> _Listing_
###
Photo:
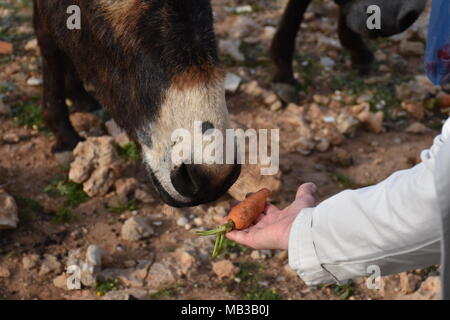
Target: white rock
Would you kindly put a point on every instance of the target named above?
(119, 135)
(232, 82)
(60, 281)
(327, 62)
(94, 256)
(182, 221)
(160, 275)
(136, 228)
(8, 211)
(95, 165)
(50, 264)
(11, 137)
(243, 9)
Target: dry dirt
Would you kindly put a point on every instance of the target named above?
(28, 167)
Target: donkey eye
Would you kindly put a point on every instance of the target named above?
(206, 125)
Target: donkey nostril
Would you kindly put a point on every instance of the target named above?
(183, 181)
(407, 19)
(206, 125)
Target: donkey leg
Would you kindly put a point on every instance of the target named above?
(283, 44)
(361, 57)
(56, 114)
(82, 100)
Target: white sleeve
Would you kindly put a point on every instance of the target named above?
(394, 225)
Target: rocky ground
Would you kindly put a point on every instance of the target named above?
(92, 217)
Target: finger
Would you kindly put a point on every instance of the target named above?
(271, 209)
(305, 189)
(234, 203)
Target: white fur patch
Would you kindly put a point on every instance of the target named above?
(179, 110)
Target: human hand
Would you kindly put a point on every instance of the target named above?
(272, 228)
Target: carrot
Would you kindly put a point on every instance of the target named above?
(240, 217)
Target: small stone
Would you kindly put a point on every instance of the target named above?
(198, 222)
(282, 255)
(119, 135)
(185, 261)
(34, 81)
(94, 256)
(160, 276)
(285, 92)
(64, 158)
(50, 264)
(126, 294)
(342, 157)
(276, 106)
(4, 272)
(32, 45)
(323, 145)
(30, 261)
(417, 128)
(182, 221)
(270, 99)
(243, 9)
(252, 88)
(11, 137)
(290, 271)
(224, 269)
(6, 47)
(125, 186)
(8, 211)
(96, 165)
(4, 108)
(60, 281)
(232, 82)
(136, 228)
(255, 255)
(130, 263)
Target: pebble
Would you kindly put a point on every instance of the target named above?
(224, 269)
(232, 82)
(11, 137)
(4, 272)
(4, 108)
(136, 228)
(182, 221)
(8, 211)
(60, 281)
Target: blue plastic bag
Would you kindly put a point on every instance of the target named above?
(437, 54)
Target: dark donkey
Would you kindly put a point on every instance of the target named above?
(153, 64)
(396, 17)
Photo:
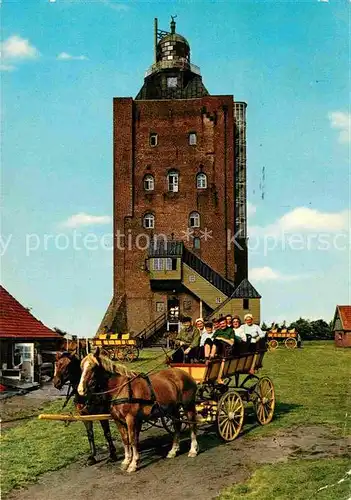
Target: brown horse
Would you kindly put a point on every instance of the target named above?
(137, 397)
(67, 370)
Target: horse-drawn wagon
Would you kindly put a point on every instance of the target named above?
(276, 337)
(222, 404)
(118, 346)
(175, 398)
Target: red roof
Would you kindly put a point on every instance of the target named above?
(345, 316)
(17, 322)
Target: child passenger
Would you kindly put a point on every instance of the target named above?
(206, 341)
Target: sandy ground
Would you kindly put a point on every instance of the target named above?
(216, 467)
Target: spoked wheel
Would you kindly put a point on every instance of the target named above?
(119, 354)
(131, 353)
(230, 415)
(264, 400)
(291, 343)
(272, 345)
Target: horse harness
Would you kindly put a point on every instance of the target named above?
(131, 400)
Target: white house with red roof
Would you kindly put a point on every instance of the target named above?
(22, 337)
(342, 326)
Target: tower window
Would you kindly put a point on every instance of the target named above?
(192, 139)
(153, 139)
(196, 243)
(149, 182)
(194, 219)
(173, 181)
(149, 221)
(172, 82)
(171, 264)
(201, 181)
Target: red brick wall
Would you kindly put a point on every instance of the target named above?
(172, 120)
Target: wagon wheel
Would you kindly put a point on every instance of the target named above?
(120, 356)
(131, 353)
(230, 415)
(168, 423)
(272, 344)
(264, 400)
(106, 352)
(290, 343)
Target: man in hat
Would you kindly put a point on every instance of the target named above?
(188, 341)
(251, 330)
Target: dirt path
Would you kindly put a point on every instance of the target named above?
(217, 466)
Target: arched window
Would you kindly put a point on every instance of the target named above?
(173, 181)
(196, 243)
(149, 182)
(149, 221)
(201, 181)
(194, 219)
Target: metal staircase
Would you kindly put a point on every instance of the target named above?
(207, 273)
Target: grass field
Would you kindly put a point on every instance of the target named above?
(312, 387)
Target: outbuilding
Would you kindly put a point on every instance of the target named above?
(342, 326)
(22, 339)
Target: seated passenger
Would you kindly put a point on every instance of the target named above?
(187, 340)
(206, 342)
(252, 331)
(223, 339)
(229, 320)
(241, 341)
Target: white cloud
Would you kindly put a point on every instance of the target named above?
(251, 209)
(16, 47)
(342, 122)
(268, 274)
(121, 7)
(64, 56)
(302, 220)
(83, 219)
(7, 67)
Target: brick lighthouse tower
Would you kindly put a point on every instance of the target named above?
(179, 199)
###
> _Written instruction_
Could you reproduce all of the rows above word for word, leaving the pictures out?

> _Result of the exercise_
Photo:
Target: white rock
Would you kindly put a point on every instance of the target named above?
(119, 135)
(232, 82)
(60, 281)
(327, 62)
(94, 256)
(182, 221)
(160, 275)
(136, 228)
(8, 211)
(95, 165)
(50, 264)
(11, 137)
(243, 9)
Target: dry dirt
Would you kindly put a point on every instance of the target named above?
(28, 167)
Target: donkey eye
Would you kindly put a point on every instance of the target named above?
(206, 125)
Target: donkey nostril
Would you kindly put a point on every instance of the target named above?
(183, 181)
(407, 19)
(206, 125)
Target: donkey leg
Would you kindly put a point on every instance of the target named above?
(283, 44)
(361, 57)
(56, 114)
(82, 100)
Target: white sleeve
Would you kindly put a point on every instance of the target named above?
(394, 225)
Target: rocky ground
Would you kindly put a point on every instance of the target named above?
(92, 217)
Target: finger
Would you kindly put a point on every instance of the target named above?
(271, 209)
(305, 189)
(234, 203)
Target: white fur patch
Would you kindly put a point on every instance of the target named above?
(179, 110)
Target: human hand
Would you kindly put a point on every instance of the target named above?
(272, 228)
Target: carrot
Would you kindly put a point on every instance of the target named above?
(240, 217)
Target: small stone
Would you kindly put a point on every instance of the target named above?
(198, 222)
(282, 255)
(119, 135)
(185, 261)
(34, 81)
(94, 256)
(160, 276)
(285, 92)
(64, 158)
(50, 264)
(126, 294)
(342, 157)
(276, 106)
(4, 272)
(32, 45)
(323, 145)
(30, 261)
(417, 128)
(182, 221)
(270, 99)
(243, 9)
(252, 88)
(11, 137)
(290, 271)
(224, 269)
(6, 47)
(125, 186)
(8, 211)
(96, 165)
(4, 108)
(60, 281)
(232, 82)
(136, 228)
(255, 255)
(130, 263)
Target: pebble
Would you kindly put a point on every instance of the target named above?
(224, 269)
(232, 82)
(11, 137)
(4, 272)
(4, 108)
(136, 228)
(182, 221)
(8, 211)
(60, 281)
Target: blue plastic bag
Would you kindly put a point on every instance of the target named above?
(437, 54)
Target: dark donkey
Would you kindly put a point on every instance of the target named above?
(153, 64)
(396, 17)
Photo:
Target: brown horse
Would you kindly put a point on every instance of the target named above?
(137, 397)
(67, 370)
Target: horse-drawn wagon
Would you kindly put a point on every instance of the target named above?
(276, 337)
(222, 404)
(118, 346)
(175, 398)
Target: red roof
Would you kindly put a point on every instance of the target named above?
(345, 316)
(17, 322)
Target: child passenger
Would you kindly put a point on every instance of the target named above?
(206, 341)
Target: sandy ground
Would you kindly put a point on every instance of the target named above?
(216, 467)
Target: spoked wheel
Would you kindly put a point on every instance of the target named above?
(119, 354)
(131, 353)
(230, 415)
(264, 400)
(291, 343)
(272, 345)
Target: horse harness
Would you kindly put a point on every instance of the target named above?
(131, 400)
Target: white house with red roof
Would you kindly put a point on every instance of the target named above?
(22, 337)
(342, 326)
Target: tower window
Would you kindly put a point on every instance of the target named above?
(192, 139)
(153, 139)
(196, 243)
(149, 182)
(194, 219)
(173, 181)
(149, 221)
(172, 82)
(171, 264)
(201, 181)
Target: red brick wall
Would you kindly put a point on every instance of the target named above?
(172, 120)
Target: wagon wheel
Would you kindly put a point on every instance of the target named above?
(120, 356)
(131, 353)
(230, 415)
(168, 423)
(272, 344)
(264, 400)
(106, 352)
(290, 343)
Target: man in hat
Would you kindly put a point on every instance of the target named above?
(188, 341)
(251, 330)
Target: dirt path
Would you kindly put a point on every instance of the target named above?
(217, 466)
Target: arched window
Would you kindly put a point on every instance of the target named above?
(173, 181)
(196, 243)
(149, 182)
(149, 221)
(201, 181)
(194, 219)
Target: metal staircase
Would you kindly put a point on every instance of the target named above?
(207, 273)
Target: grass field
Would you kindly put a point on every instance of the target named above?
(312, 387)
Target: outbuilding
Would you kindly put a point on every instance of the target named above?
(342, 326)
(22, 339)
Target: seated passenger
Would you kindly put a point on every instance of the target named above?
(187, 340)
(206, 342)
(252, 331)
(223, 339)
(229, 320)
(241, 341)
Target: white cloud
Would you kindly put a point on every instance of the target named above?
(251, 209)
(16, 47)
(342, 122)
(268, 274)
(121, 7)
(64, 56)
(302, 220)
(83, 219)
(7, 67)
Target: brick lighthouse tower
Would you kindly put a point on every instance of the target named above?
(179, 199)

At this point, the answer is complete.